** EXERCISE **
At the line that includes "the gold chain", begin writing out the entries below exactly, and continue through the last line without adding anything.

** PROVIDED RECORDS **
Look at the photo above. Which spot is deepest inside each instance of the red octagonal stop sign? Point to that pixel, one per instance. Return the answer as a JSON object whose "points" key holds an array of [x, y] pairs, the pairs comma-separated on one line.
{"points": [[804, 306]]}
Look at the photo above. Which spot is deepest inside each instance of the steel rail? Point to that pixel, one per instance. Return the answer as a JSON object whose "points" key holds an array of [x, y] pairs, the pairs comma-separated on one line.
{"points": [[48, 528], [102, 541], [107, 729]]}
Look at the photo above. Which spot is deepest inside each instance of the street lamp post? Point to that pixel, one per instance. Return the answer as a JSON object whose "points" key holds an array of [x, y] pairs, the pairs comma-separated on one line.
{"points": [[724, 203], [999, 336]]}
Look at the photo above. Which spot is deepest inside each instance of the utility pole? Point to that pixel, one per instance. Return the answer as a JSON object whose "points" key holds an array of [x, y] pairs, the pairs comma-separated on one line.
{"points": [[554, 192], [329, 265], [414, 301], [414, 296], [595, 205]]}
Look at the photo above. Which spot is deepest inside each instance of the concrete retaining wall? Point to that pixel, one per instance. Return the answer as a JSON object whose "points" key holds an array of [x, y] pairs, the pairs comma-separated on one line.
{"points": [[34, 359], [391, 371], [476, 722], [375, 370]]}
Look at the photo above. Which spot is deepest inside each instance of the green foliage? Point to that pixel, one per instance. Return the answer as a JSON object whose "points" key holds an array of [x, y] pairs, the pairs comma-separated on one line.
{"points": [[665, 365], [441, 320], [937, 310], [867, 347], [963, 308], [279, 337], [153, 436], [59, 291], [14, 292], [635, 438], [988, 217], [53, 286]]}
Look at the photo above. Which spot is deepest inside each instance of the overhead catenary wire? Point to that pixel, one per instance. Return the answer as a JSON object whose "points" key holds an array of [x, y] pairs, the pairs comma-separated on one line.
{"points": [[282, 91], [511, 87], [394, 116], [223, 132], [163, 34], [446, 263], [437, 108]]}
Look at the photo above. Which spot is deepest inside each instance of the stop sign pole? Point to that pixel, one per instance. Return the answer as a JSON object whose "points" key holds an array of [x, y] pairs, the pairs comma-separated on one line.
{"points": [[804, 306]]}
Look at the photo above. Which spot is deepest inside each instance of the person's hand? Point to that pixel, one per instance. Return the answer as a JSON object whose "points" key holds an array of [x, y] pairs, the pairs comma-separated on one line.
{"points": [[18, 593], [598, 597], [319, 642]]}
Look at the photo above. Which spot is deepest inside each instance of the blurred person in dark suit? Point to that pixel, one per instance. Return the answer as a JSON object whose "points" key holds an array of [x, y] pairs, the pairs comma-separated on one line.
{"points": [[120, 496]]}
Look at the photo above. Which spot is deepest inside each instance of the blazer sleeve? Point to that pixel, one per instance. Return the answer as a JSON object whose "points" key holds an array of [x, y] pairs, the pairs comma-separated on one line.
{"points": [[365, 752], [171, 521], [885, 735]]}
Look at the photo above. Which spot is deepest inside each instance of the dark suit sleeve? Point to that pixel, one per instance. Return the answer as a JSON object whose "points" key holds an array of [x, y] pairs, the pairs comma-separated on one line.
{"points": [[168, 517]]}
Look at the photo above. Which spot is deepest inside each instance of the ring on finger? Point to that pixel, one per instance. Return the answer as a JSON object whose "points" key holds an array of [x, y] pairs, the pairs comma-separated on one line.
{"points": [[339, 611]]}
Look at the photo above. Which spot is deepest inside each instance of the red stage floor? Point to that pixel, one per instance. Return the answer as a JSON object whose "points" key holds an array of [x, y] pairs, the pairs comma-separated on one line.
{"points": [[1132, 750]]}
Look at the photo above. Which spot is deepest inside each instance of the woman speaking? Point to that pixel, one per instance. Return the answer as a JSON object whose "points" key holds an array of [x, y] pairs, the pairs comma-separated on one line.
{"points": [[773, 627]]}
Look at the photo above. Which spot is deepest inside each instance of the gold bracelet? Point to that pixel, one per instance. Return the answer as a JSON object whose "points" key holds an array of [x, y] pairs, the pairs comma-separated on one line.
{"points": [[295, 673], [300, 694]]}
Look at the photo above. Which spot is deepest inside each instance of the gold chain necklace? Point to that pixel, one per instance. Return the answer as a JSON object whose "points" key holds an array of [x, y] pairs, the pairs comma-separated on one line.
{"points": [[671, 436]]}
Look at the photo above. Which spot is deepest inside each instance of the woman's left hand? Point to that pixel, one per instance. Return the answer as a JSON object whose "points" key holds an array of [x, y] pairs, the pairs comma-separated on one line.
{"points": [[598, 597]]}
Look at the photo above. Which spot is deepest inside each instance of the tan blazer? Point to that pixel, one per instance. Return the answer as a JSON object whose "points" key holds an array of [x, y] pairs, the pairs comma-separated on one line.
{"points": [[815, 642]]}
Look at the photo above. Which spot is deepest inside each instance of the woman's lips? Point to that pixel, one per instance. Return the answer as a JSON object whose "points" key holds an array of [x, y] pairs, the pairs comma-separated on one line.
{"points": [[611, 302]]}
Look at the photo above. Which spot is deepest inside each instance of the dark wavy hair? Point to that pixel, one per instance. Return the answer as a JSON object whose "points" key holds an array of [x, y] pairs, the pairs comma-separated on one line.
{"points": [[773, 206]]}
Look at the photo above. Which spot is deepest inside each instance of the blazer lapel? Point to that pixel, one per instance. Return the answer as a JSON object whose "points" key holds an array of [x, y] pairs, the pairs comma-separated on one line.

** RESULT OF THIS EXERCISE **
Look at the photo above. Which spot is deepest inside each instance of the gold chain necklace? Point to that pixel, one per instance. Return the answer as a JSON object whose "points" key holds an array of [x, y] pairs, the pairs comma-separated on one line.
{"points": [[671, 436]]}
Look at the photo above. Which spot is deepest inside each instance of the woman's left hand? Point to that pixel, one per instance. Return the answer as a JSON object whose "points" key holds an array of [x, y] pairs, the pairs comma-separated on one line.
{"points": [[598, 597]]}
Look at the photo above. Which spot is deepest inside each instance of the tan blazer? Point to that pixel, one per instance. Return the answer as a JSON object whose "points" key holds an array of [x, y] pairs, the pairs comma-separated on one line.
{"points": [[815, 642]]}
Look at the photo above. Which spot is deepest inside each instance of the woman's lips? Point to that pixel, one per instance. Return the answer as a JSON object whose "points" key holds an array of [x, y] pairs, the pairs comma-separated on one line.
{"points": [[611, 302]]}
Look at the photo above. Which spot is deepest inside each instance of the dark wavy hair? Point to that pixel, one per instance. Return the answer as a JSON object whose "points" key holds an array of [x, y] pairs, the pairs comma-separated on one line.
{"points": [[773, 206]]}
Look at the photo above. Which spot is deepest inside each instance of the blazer lapel? Point to that pixel, one per instance. Return the answer as a JSON object whose "points" key holds an array of [x, y] pairs, the pairs comma-separated on one line.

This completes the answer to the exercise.